Page text:
++++++++++++++++++++
Acute hypoxemic respiratory failure (AHRF) is diagnosed when the human body losses its capability of ventilating or when the body fails in its role of supplying sufficient oxygen to the blood and systematic organs. The disease arises from intrapulmonary blood shunting which results from the filling or collapsing of the airspace. Urinary tract infection (UTI) is a disorder that affects the organs of the respiratory system. These include the kidney, bladder, urethra, and ureter. The paper addresses the primary diagnosis of AHRF and secondary diagnosis methods of UTI.
Primary Diagnosis of AHRF
Pulse Oximetry is the primary method of diagnosing AHRF. A pulse oximeter instrument is used in this case to indirectly monitor the saturation of oxygen in the blood of a patient and the changes occurring in blood volume. A photoplethysmogram is obtained which is then analyzed to determine whether the patient is suffering from AHRF. The disease is diagnosed when the body fails in its ventilator roles or even in the roles of supplying sufficient oxygen to the blood and systematic organs. The patients showing signs of low oxygen saturation should be subjected to ABGs and chest x-rays. Supplemental oxygen should be administered to such patients as they await test results.
Secondary Diagnosis of Urinary Tract Infection
According to Uniform Hospital Discharge Data Set (UHDDS), “secondary diagnosis refers to those conditions that exist at the time of admission or develop sequentially, and that affects the patient care for this current episode of care”. For instance, a patient with Urinary tract infections can develop other complications such as sepsis. In this case, the secondary diagnosis of UTI will be aimed at examining the sepsis because it affects the current episode of care. Some of these tests include white blood cell tests, PaCO2, CT imaging, ultrasound, MRI, and chest x-rays.
In conclusion, pulse oximetry is the primary diagnosis method for AHRF. The method uses a pulse oximeter to monitor the saturation of oxygen in the blood of a patient and the changes occurring in blood volume. On the other hand, secondary diagnosis methods for UTIs include white blood cell tests, PaCO2, CT imaging, ultrasound, MRI, and chest x-rays.
++++++++++++++++++++
Material provided:
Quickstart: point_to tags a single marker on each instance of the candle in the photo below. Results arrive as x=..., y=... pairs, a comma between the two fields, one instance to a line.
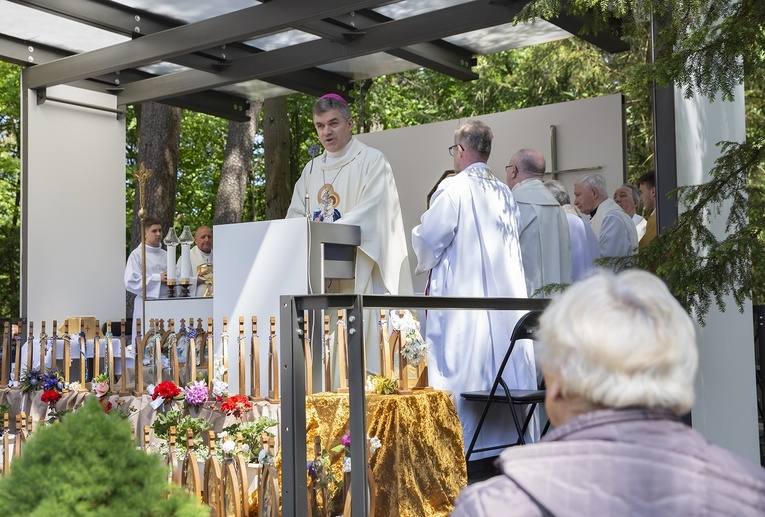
x=185, y=261
x=170, y=264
++++++++++++++++++++
Using the information:
a) Retype a passage from the diagnosis text, beginning at the words "Acute hypoxemic respiratory" and stopping after the words "methods of UTI.".
b) According to the diagnosis text, what is the primary method of diagnosing AHRF?
The listing has no connection to the diagnosis text.

Solutions for each task:
a)
Acute hypoxemic respiratory failure (AHRF) is diagnosed when the human body losses its capability of ventilating or when the body fails in its role of supplying sufficient oxygen to the blood and systematic organs. The disease arises from intrapulmonary blood shunting which results from the filling or collapsing of the airspace. Urinary tract infection (UTI) is a disorder that affects the organs of the respiratory system. These include the kidney, bladder, urethra, and ureter. The paper addresses the primary diagnosis of AHRF and secondary diagnosis methods of UTI.

b) Pulse oximetry is the primary method of diagnosing AHRF.